Pick out and copy every line of the material below that contains the word "task".

**RECORD SET:**
[BEGIN]

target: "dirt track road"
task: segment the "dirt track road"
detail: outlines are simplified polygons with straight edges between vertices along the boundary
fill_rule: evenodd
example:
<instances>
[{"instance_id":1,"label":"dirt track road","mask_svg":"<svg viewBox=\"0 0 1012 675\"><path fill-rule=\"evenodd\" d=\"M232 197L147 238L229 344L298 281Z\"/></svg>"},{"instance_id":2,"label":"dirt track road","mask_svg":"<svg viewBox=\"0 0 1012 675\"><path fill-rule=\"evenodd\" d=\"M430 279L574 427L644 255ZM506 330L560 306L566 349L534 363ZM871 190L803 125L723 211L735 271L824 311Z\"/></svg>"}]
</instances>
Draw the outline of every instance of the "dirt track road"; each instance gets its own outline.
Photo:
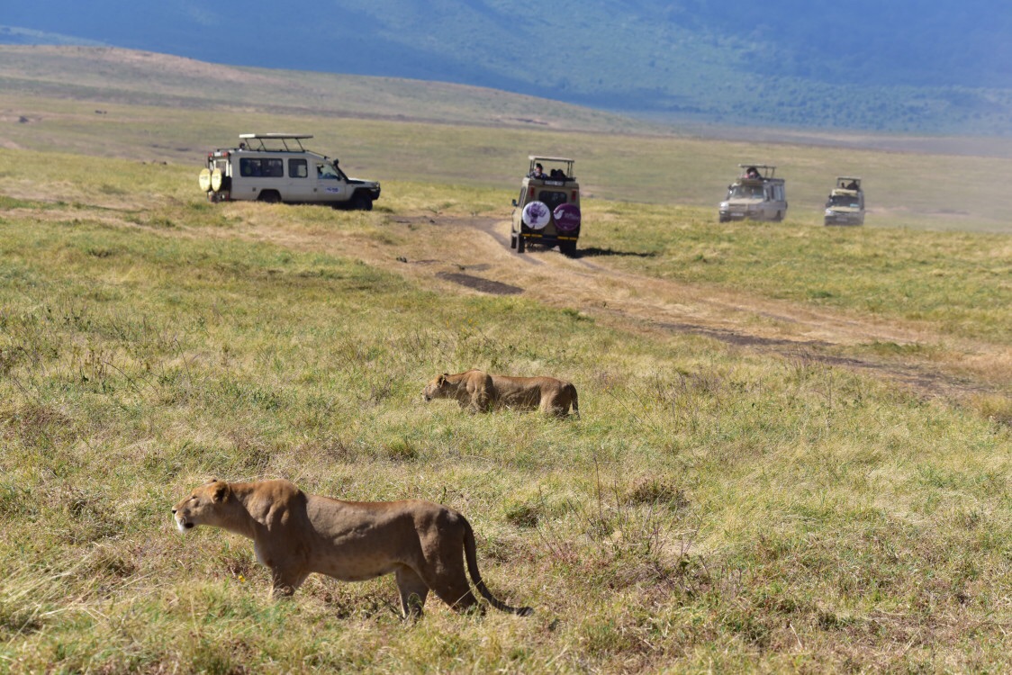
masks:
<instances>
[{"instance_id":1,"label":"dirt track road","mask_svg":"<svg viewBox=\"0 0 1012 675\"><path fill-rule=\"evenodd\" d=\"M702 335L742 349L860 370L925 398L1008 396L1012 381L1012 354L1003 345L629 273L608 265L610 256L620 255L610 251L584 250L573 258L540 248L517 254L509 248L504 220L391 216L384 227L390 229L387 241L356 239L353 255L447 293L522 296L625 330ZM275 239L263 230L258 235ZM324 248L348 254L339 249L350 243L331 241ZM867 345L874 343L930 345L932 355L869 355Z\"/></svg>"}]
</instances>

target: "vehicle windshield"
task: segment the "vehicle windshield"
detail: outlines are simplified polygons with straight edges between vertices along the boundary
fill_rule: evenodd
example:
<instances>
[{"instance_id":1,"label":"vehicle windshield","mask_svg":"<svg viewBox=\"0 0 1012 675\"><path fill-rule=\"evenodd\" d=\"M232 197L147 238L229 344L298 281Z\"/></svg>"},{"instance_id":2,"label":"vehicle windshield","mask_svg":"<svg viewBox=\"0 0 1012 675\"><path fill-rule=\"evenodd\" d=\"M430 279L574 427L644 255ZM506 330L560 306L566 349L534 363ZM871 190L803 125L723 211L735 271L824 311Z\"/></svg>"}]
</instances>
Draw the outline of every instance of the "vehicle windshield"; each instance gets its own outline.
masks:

[END]
[BEGIN]

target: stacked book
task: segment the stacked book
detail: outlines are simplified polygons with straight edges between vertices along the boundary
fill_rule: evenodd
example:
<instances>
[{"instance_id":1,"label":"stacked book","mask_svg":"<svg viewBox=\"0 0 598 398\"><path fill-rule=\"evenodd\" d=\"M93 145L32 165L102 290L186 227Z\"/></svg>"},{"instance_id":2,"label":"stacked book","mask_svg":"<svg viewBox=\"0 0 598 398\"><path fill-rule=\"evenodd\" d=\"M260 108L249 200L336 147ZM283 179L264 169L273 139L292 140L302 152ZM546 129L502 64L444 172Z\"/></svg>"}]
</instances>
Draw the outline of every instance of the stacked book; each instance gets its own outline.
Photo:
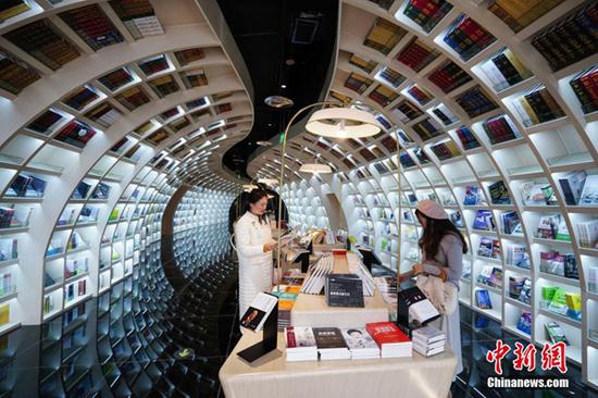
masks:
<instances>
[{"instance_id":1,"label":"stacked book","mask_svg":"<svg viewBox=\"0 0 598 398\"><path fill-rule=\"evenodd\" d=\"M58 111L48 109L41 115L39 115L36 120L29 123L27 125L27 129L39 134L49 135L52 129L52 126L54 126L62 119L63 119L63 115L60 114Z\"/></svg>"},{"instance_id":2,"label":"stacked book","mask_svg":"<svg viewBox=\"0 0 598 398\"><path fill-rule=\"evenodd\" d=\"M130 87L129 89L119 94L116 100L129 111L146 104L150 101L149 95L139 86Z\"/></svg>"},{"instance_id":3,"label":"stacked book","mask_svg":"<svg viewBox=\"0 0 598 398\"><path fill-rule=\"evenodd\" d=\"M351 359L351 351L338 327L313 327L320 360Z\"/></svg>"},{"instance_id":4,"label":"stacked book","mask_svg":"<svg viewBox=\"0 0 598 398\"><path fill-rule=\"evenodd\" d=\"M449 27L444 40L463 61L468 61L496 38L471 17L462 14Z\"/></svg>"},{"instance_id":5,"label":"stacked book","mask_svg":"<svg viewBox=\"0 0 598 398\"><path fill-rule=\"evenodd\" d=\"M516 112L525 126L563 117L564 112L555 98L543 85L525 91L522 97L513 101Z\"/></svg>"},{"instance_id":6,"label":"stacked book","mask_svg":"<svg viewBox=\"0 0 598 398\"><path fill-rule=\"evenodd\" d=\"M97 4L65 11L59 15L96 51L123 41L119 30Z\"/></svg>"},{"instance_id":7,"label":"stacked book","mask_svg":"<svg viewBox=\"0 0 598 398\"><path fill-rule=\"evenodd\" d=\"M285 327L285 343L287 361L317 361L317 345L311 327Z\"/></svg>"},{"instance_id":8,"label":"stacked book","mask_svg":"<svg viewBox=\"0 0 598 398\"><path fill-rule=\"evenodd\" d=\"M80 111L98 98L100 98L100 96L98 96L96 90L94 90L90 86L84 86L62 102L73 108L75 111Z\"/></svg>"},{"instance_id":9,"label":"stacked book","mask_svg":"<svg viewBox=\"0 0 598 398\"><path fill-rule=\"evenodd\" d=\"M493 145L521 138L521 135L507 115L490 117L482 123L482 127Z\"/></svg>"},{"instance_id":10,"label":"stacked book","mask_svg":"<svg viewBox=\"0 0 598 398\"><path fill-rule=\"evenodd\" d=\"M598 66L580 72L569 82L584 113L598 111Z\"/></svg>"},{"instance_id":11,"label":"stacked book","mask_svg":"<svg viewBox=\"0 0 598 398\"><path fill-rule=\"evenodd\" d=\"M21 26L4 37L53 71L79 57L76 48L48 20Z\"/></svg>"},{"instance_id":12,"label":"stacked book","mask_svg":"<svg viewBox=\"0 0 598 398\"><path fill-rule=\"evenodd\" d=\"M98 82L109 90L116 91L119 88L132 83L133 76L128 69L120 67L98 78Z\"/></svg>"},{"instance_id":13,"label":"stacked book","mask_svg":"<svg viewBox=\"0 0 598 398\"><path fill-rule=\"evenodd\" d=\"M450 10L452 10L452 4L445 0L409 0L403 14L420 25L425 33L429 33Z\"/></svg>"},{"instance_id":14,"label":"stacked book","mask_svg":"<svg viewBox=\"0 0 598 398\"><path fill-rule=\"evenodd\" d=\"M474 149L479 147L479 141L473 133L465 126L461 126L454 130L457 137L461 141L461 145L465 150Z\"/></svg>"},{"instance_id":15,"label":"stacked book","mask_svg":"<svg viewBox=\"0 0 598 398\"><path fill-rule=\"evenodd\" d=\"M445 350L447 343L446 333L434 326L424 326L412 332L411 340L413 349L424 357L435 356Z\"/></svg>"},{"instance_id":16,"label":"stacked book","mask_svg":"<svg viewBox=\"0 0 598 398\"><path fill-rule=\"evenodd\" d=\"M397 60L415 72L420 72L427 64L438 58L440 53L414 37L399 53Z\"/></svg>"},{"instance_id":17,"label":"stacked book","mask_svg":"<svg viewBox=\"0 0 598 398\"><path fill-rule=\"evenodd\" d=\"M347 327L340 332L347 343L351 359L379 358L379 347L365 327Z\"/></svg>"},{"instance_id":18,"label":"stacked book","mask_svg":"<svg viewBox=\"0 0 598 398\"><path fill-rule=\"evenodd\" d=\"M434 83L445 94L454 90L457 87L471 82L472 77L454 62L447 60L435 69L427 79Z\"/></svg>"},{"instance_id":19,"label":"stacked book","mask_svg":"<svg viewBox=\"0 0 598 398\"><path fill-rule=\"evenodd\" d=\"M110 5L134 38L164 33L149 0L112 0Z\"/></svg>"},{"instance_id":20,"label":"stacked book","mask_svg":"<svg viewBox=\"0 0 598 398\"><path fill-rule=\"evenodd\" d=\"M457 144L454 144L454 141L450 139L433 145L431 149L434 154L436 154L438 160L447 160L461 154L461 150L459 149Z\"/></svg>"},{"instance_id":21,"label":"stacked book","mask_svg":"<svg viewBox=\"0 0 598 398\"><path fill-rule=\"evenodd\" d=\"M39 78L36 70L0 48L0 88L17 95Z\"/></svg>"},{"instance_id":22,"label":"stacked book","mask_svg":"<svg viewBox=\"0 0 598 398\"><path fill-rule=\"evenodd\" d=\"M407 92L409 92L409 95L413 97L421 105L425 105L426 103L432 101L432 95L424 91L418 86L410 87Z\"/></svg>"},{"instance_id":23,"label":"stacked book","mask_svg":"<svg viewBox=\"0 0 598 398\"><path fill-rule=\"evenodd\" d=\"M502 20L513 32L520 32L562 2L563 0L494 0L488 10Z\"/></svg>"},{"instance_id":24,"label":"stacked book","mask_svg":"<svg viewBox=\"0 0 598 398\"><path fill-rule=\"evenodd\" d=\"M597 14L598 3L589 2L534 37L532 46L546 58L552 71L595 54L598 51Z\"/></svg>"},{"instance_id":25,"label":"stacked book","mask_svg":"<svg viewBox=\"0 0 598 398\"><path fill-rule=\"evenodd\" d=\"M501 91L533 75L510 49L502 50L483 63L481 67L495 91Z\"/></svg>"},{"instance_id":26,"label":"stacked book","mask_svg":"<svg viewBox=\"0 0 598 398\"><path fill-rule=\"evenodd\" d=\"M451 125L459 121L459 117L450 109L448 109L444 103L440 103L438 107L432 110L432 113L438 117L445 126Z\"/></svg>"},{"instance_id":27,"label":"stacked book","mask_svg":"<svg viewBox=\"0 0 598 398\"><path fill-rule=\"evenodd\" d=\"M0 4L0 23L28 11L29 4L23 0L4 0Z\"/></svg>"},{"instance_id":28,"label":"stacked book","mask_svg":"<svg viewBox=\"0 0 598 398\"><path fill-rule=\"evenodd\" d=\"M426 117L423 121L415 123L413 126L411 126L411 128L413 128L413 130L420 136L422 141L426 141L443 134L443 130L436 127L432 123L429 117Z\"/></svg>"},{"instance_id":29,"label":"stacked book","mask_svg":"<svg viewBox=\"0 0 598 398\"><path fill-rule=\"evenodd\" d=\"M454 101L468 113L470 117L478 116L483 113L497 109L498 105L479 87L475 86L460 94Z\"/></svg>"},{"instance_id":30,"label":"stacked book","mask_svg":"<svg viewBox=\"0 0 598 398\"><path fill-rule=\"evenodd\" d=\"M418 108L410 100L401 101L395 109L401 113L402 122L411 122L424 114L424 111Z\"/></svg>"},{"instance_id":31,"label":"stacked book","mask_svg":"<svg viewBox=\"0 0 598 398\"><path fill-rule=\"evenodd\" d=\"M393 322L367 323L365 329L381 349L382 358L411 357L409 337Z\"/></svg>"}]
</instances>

[END]
[BEGIN]

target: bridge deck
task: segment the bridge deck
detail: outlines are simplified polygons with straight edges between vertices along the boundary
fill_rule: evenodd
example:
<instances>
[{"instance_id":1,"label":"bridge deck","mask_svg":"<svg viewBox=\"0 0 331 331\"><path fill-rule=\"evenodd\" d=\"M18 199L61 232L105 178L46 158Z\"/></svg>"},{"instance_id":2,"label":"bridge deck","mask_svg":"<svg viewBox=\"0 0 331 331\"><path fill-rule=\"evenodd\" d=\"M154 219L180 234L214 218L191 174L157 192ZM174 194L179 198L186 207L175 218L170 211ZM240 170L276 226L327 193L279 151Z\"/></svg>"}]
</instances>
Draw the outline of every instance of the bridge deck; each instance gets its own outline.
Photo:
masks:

[END]

**SOLUTION FOR THIS PROBLEM:**
task: segment the "dirt track road"
task: segment the "vehicle windshield"
task: segment the stacked book
task: segment the bridge deck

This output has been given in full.